実施する課題 -
[1] 植物細胞培養の本文について、次の問いに答えてください。
(a) 未分化の植物幹細胞を誘導するには、何があればよいとされていますか？
(b) 植物エキスの多くは、これまで何を元に造られてきましたか？
(c) 三井化学グループが1980年代にシコニンを生産するのに用いたのは何ですか？
[2] 次の各文は植物細胞培養の本文と一致していますか？はい・いいえで答え、判断の根拠となる本文の語句をそのまま引用してください。
(a) 培養による増殖には、自然環境からの搾取が欠かせない。
(b) シコニンはリップスティック用の化粧品原料として実用化された。
(c) 確立された培養生産系では、目的成分の生産効率が原植物より低い。
[3] 植物細胞培養の本文から、「機能性の高い植物由来の原料を」を含む語句で始まり「ことができる、サスティナブルな技術です。」で終わる部分を、一字一句変えずに抜き出してください。

本文抜粋 -
植物細胞培養を活用した素材開発
植物細胞培養では、ひとつの植物片があれば未分化の植物幹細胞を誘導することができます。
更に、培養によって大量に増殖することができますので、
自然環境からの搾取をすることなく、生態系の保護にも繋がります。
機能性の高い植物由来の原料を効率よく、かつ自然に優しい形で供給することができる技術です。
植物細胞培養技術
世の中の様々な製品で植物エキスが使用されています。
その多くは、天然資源から採取したものや栽培品を元に造られてきたため、原料の安定的な確保や持続的な生産に課題を抱えています。
そのような課題を解決し、効率よく植物エキスを生成することが出来るのがこの植物細胞培養技術です。
植物を細胞の状態のままで無限に増殖させることで植物が持つ植物性成分を効率良く造りだすことができる、サスティナブルな技術です。
三井化学グループでは、1980年代にムラサキ培養細胞を用いて色素成分シコニンを生産する技術を開発し、リップスティック用の化粧品原料として世界に先駆け実用化しました。
以来、現在に至るまで数多くの植物について細胞培養技術を用いた機能性原料の開発を手がけ、原植物よりも目的成分の生産効率が高い培養生産系の確立に成功しています。

検討対象データ -

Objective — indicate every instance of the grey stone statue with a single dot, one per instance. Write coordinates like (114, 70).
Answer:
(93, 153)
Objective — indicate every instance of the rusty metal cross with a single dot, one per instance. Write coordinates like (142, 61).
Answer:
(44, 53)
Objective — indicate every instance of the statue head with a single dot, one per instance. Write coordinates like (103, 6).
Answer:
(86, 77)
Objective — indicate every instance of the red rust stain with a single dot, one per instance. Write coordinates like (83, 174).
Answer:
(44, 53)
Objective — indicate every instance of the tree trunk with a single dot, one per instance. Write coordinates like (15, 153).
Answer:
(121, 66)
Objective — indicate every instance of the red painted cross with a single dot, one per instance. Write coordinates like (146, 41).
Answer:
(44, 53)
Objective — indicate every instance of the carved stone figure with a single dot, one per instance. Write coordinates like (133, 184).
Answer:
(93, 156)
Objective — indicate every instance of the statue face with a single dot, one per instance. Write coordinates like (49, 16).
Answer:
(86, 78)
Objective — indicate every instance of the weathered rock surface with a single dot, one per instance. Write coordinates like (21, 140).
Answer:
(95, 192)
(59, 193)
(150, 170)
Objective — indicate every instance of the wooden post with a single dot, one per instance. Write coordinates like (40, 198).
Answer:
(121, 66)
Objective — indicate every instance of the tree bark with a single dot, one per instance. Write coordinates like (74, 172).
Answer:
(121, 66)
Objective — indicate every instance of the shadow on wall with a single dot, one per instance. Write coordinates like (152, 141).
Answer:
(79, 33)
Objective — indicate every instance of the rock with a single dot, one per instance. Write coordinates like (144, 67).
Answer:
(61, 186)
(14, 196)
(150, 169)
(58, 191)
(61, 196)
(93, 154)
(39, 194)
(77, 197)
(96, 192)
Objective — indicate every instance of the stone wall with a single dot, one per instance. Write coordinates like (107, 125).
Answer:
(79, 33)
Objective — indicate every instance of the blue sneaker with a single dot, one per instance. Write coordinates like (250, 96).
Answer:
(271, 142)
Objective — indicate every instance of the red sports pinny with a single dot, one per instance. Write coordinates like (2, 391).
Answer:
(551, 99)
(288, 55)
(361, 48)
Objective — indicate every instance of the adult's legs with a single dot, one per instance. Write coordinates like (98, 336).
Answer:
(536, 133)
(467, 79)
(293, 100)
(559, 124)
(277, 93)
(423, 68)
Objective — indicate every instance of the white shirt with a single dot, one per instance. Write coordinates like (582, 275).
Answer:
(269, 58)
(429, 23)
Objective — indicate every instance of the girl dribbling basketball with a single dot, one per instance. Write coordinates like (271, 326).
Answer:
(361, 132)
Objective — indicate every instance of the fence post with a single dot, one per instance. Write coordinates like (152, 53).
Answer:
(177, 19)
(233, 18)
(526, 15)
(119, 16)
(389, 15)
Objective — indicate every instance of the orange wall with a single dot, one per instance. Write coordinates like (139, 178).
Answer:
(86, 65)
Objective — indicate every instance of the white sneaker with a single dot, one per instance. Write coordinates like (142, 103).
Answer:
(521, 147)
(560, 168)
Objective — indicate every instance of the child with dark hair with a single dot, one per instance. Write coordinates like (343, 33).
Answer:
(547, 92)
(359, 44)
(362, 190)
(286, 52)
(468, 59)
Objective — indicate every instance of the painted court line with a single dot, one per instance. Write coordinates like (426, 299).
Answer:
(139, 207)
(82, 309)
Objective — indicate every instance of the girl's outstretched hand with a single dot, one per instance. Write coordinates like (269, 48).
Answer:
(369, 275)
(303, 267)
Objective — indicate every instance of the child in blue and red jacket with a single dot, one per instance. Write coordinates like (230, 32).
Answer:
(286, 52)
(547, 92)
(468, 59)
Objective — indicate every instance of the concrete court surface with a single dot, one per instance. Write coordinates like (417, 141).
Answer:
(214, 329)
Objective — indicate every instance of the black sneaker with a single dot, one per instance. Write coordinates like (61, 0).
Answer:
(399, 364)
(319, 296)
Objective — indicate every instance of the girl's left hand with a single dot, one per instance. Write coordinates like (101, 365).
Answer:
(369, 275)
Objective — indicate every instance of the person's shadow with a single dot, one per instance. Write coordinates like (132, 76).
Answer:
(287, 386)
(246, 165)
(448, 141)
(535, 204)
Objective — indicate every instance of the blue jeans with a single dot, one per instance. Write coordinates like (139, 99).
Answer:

課題別の解答 -
[1]
(a) ひとつの植物片
(b) 天然資源から採取したものや栽培品
(c) ムラサキ培養細胞

[2]
(a) いいえ。「自然環境からの搾取をすることなく、生態系の保護にも繋がります。」
(b) はい。「リップスティック用の化粧品原料として世界に先駆け実用化しました」
(c) いいえ。「原植物よりも目的成分の生産効率が高い培養生産系の確立に成功しています」

[3]
機能性の高い植物由来の原料を効率よく、かつ自然に優しい形で供給することができる技術です。
植物細胞培養技術
世の中の様々な製品で植物エキスが使用されています。
その多くは、天然資源から採取したものや栽培品を元に造られてきたため、原料の安定的な確保や持続的な生産に課題を抱えています。
そのような課題を解決し、効率よく植物エキスを生成することが出来るのがこの植物細胞培養技術です。
植物を細胞の状態のままで無限に増殖させることで植物が持つ植物性成分を効率良く造りだすことができる、サスティナブルな技術です。